WORK TO BE COMPLETED. Could you please output all of the data exactly, without the images?

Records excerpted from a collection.
=== Section Start ===

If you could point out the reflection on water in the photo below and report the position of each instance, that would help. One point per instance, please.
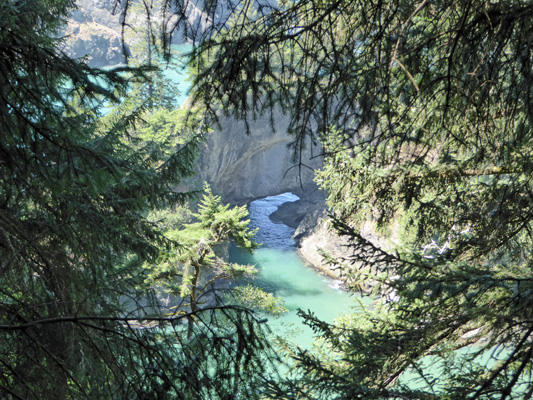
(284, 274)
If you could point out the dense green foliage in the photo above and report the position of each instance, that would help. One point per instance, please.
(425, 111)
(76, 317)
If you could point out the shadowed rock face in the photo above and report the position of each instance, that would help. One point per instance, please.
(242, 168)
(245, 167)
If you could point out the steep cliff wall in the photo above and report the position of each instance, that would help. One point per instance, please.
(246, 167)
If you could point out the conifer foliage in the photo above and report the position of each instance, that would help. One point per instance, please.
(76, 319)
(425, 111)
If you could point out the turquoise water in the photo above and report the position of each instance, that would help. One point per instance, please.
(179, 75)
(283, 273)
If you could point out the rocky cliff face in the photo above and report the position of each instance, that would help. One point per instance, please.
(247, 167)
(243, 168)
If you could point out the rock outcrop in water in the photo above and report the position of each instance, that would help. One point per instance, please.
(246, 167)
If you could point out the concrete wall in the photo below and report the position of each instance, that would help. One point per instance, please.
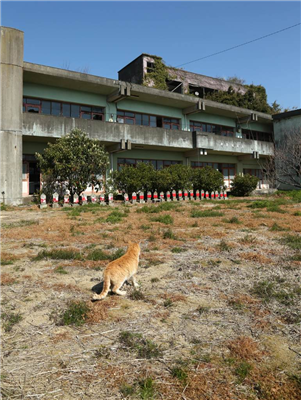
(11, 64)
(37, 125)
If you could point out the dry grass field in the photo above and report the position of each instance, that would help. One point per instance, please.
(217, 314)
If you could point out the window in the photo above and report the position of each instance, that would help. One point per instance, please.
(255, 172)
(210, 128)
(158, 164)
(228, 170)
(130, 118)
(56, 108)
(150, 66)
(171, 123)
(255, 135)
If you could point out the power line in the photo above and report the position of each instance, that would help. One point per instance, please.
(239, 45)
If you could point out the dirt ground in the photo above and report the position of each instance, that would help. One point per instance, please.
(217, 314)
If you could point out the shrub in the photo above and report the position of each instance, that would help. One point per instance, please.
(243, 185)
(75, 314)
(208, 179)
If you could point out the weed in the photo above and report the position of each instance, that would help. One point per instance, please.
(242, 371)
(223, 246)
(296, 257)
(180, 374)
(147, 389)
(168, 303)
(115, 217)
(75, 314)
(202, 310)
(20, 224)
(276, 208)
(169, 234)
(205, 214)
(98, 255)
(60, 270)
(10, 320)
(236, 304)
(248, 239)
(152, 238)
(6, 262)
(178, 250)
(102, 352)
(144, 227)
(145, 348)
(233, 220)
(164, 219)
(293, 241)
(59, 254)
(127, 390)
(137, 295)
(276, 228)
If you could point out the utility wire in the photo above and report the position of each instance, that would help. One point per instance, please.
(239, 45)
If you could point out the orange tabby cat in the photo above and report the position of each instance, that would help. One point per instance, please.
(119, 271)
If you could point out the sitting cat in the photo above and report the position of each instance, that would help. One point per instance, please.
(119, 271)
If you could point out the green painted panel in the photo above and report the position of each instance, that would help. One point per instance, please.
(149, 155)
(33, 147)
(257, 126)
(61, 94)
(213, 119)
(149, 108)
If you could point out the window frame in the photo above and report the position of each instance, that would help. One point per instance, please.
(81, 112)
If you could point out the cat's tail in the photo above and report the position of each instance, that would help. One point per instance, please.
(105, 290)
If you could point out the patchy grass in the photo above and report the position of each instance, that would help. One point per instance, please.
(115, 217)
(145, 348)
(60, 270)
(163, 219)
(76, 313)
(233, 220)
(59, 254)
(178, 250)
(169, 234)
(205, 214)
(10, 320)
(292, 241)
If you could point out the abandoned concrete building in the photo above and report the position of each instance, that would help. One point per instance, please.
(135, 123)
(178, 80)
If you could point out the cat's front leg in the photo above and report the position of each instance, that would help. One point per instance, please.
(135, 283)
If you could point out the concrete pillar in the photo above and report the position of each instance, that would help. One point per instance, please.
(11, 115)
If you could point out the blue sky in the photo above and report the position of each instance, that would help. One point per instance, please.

=== Section End ===

ANSWER TO THIS EXERCISE.
If you could point out the reflection on water in the photo below and report the position of each instance, that would help. One point per instance, please.
(284, 274)
If you could point out the dense green foliage in the photo above and report the position of each instance, that would help. One point per instance, please.
(425, 111)
(76, 317)
If you could point out the shadowed rock face in the photo above and report the position of each instance, that would help. One point per instance, please.
(242, 168)
(245, 167)
If you could point out the steep cliff wall in the photo above and report the position of each instance, that would help. One point per instance, please.
(246, 167)
If you could point out the conifer foliage in the photo above and report the position of each instance, that would help. One point per instance, please.
(76, 319)
(425, 111)
If you could point out the turquoise water in the photo above and report the position of each instance, that would help. One point per instance, please.
(179, 75)
(283, 273)
If you could point out the rocky cliff face in the photo above and report the position of each instance, that would help. One point per instance, please.
(247, 167)
(243, 168)
If you could point out the rock outcrop in water in the photo above and report the position of each instance, that would help. One point per instance, please.
(246, 167)
If you could point out the concrete wall in the photo below and report the position of each instance, that would help. One point per instance, please.
(11, 64)
(37, 125)
If you could point out the dry grass field in the photo above and report the position of each instance, that would help. One point per instance, please.
(217, 314)
If you could point out the window in the photo above and report the position of each instance, that would help. One point per instance, please.
(255, 172)
(210, 128)
(158, 164)
(228, 170)
(130, 118)
(56, 108)
(150, 66)
(171, 123)
(255, 135)
If you could point out the power line in the photo above and report the position of each instance, that would help. One point per instance, please.
(239, 45)
If you could point out the dirt ground in the photo above and report the position of each instance, that would help. One point per instance, please.
(217, 314)
If you could point out the shrub in the photo above and report the position of each instance, that would help. One point per instance, please.
(243, 185)
(75, 314)
(208, 179)
If you could point out the weed in the photo above and report the position of each instance, that would help. One point per instance, please.
(242, 371)
(223, 246)
(296, 257)
(180, 374)
(147, 389)
(168, 303)
(115, 217)
(75, 314)
(202, 310)
(20, 224)
(276, 208)
(169, 234)
(205, 214)
(98, 255)
(60, 270)
(10, 320)
(236, 304)
(248, 239)
(152, 238)
(6, 262)
(178, 250)
(102, 352)
(144, 227)
(145, 348)
(233, 220)
(164, 219)
(293, 241)
(59, 254)
(127, 390)
(137, 295)
(276, 228)
If you could point out the utility wire in the photo above and report the position of each instance, that would help. One point per instance, please.
(239, 45)
If you could point out the orange tabby cat in the photo above and report the position of each instance, that would help. One point per instance, please.
(119, 271)
If you could point out the sitting cat in the photo above and report the position of each instance, that would help. One point per instance, please.
(119, 271)
If you could point out the green painted panel in the photo above and report the position of each instance, that would help. One point per instance, please.
(149, 155)
(33, 147)
(257, 126)
(61, 94)
(213, 119)
(149, 108)
If you could point out the window frame in the photo above and report the position of each instance, that would help. One point per instance, please.
(81, 112)
If you could point out the cat's tail in the photo above and report the position of each instance, that would help. One point per instance, please.
(105, 290)
If you could point out the patchy grass in the photo above and report the position of each instance, that would help. One point per instance, please.
(115, 217)
(145, 348)
(60, 270)
(163, 219)
(76, 313)
(233, 220)
(59, 254)
(178, 250)
(169, 234)
(205, 214)
(10, 320)
(292, 241)
If you could point out the abandoned concrete building in the photo above and report the position of each instance, that would help. One point per instance, please.
(135, 123)
(178, 80)
If you could point out the cat's front leg in the photo above and report the position of each instance, that would help. One point per instance, please.
(135, 283)
If you could point out the concrete pillar in the photo above and report the position of each instance, that would help. One point per instance, please.
(11, 115)
If you could point out the blue sky in the photo above and report the position of each instance, that would help. One point per instance, please.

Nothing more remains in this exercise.